YOUR GOAL: This exercise calls for all the entries that follow to be set down exactly, without their images.

Referring expression data
########################################
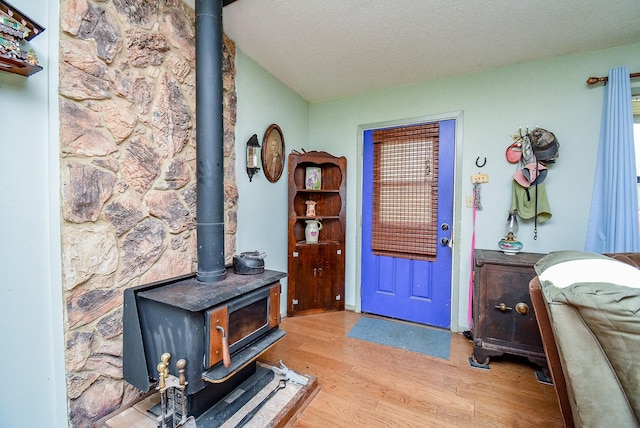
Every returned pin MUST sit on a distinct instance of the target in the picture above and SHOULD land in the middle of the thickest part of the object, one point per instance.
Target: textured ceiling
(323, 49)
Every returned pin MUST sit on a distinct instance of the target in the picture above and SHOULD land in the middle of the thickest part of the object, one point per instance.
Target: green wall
########################################
TASK SOLUTION:
Every returned pin MUST sit on a distinct instance of the target in the picture above and SHOULD land in the middle of the thickest part of the object, one point per instance.
Target: textured ceiling
(323, 49)
Every returned pin MUST sit on a distinct instance of the target in the picture above and SHOULD land in the middle of the thickest part of the object, one point per instance.
Target: green wall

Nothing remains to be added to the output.